◆ **Passage shown**:
* BEGIN *

Bathroom Mold and Mildew

Last Updated on November 4, 2015

Bathroom Mold and Maintenance

It’s time to chat about bathrooms again.

One of the easiest rooms to grow mold and one of the easiest rooms to prevent mold.

Typical areas in the bathroom for mold growth.

  • On the grout between ceramic tiles.
  • On the caulking around the tub, shower and sink
  • Toilet tank bowels
  • On the ceiling and wall paint
  • Behind the pictures
  • On the frame of a bathroom window
  • On or behind the wallpaper (bad idea for a bathroom)

This list doesn’t account for leaks and mold growth behind bathroom walls and tubs etc.

Let’s breakdown the list and discuss the prevention of mold growth.

  • Grout between ceramic tiles

Mold doesn’t grow on ceramic tiles or the grout between the tiles as these are not organic substances. However, the soap, dirt and body oils that remain on the ceramic tiles and the porous grout are organic and mold will grow in/on those areas. These are easily cleanable by the homeowner.

Remedy, Use a strong household cleaner/disinfectant to remove the current mold growth. Find a grout sealer to seal the porous aspect of the grout, this will allow for better/easier cleaning and help prevent mold growth. All the big box stores sell grout sealer, my favorite is found online at www.groutshield.com.

  • The caulking around the tub, shower and sink

Caulking must say “Mold and Mildew Resistant” on the packaging or it’s probably not and shouldn’t be used in a bathroom, kitchen or laundry room. Mold and Mildew resistant caulking has a 5–10yr life span against mold growth, if mold has started growing on the caulking it was either the wrong type or it’s expired, either way it needs replacing.

Remedy, Remove all the affected caulking with knives or caulking scrapers, do not try caulking over the bad caulking this will not last. Once the caulking has been removed and the areas cleaned leave the areas un-caulked for about 24hrs to allow drying behind the old caulking. Caulk with the proper type caulking, practise makes perfect or hire a handyman. Do not forget to caulk the tub and shower faucet, they are usually loose and allow water behind the wall if not caulked. Only caulk 75% of the faucet the bottom stays open to allow moisture out.

  • Toilet tank bowels

Often a neglected area which can be a source of mold growth. The tank bowel will sweat if the toilets water tank is unlined. This can be the source of moisture which allows mold growth on the underside of the toilet water tank and the wall behind this tank. The mold will not grow on a porcelain toilet but it will grow on any organic matter that is left there such as dust and dirt.

* END *

◆ **Complete the following**:
1: In the bathroom mold passage, how long should cleaned areas stay un-caulked after the old caulking is removed?
2: For each statement, say whether it agrees with the bathroom mold passage. Quote the words that decide it. (a) Mold grows directly on ceramic tiles. (b) Only 75% of a tub or shower faucet should be caulked. (c) New caulking can be applied over bad caulking.
3: Carry on the bathroom mold passage, starting after its last sentence.

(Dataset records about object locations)

* BEGIN *

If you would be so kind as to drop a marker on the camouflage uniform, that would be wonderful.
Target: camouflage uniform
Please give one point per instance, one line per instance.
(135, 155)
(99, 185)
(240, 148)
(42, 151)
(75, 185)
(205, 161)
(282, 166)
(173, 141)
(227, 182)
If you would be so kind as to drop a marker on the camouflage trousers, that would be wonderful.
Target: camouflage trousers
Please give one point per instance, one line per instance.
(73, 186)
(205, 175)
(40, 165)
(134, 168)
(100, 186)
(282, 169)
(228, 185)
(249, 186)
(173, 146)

* END *
* BEGIN *

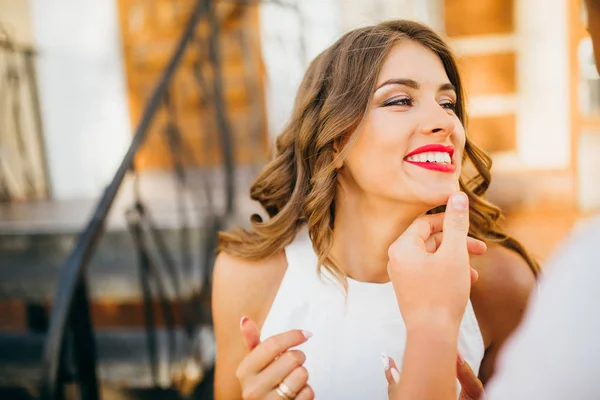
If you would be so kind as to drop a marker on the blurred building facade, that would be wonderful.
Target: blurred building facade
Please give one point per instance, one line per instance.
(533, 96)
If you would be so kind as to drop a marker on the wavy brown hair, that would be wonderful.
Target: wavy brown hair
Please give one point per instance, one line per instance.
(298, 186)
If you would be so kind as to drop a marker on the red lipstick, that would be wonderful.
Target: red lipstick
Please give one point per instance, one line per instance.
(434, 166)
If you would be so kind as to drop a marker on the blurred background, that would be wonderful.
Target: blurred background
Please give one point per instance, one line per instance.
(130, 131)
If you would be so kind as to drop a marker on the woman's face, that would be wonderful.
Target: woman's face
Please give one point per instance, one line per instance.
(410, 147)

* END *

◆ **Answer set**:
1: About 24 hours.

2:
(a) No: "Mold doesn’t grow on ceramic tiles or the grout between the tiles as these are not organic substances."
(b) Yes: "Only caulk 75% of the faucet the bottom stays open to allow moisture out."
(c) No: "do not try caulking over the bad caulking this will not last."

3:
Remedy, Check the underside of the toilet water tank for dirt, dust and mold growth occasionally and clean with a strong household cleaner/disinfectant if necessary. The wall behind the tank is typically painted or worse…wallpapered. If mold growth is detected or suspected it’s time to repaint with the proper mold and mildew resistant paint types and please avoid wallpaper, mold really enjoys the wallpaper paste.

  • On the ceiling and wall paint

This is the most typical areas to grow mold in the bathroom. Paint in the bathroom, kitchen and laundry room should always be mold and mildew resistant to prevent mold growth. When water comes through drywall ceilings it will leave a distinctive yellow stain from the drywall materials and this is how you know it’s from a leak above. If the ceiling just has blackish spotting without the distinctive yellow stain you know it’s from high humidity and mold is growing on the paint. Nine out of ten times it’s mold growing on the paint from high humidity. Mold and mildew resistant paints and caulkings have a life span, when it’s expired you will grow mold.

Remedy, Clean the visible mold growth with a strong household cleaner several times. You may need to give a light sanding and make some minor repairs depending on how long the mold growth was eating the paint. Prime with a good mold and mildew resistant primer then paint with a mold and mildew resistant paint, at least 3 coats.

  • Behind the pictures

The steam from a shower or even just a decent humidity spike can get trapped behind a picture on a wall. There is little to no air flow behind the picture so it will stay wet or humid longer than the rest of the room and mold growth will start. The picture can be cardboard, paper, wood and canvas to mention a few organic substances that mold will grow on, did I mention the wall paint. View the back of the painting as a gap for moisture to get trapped, now look around your bathroom for other gaps and seal them if possible.

Remedy, Bathroom pictures rarely have value or sentimental value, this allows us to shellac the back of the picture sealing it from moisture penetration and future mold growth. Mold won’t grow on shellac based products. If not, check behind the painting every month to ensure there is no mold growth.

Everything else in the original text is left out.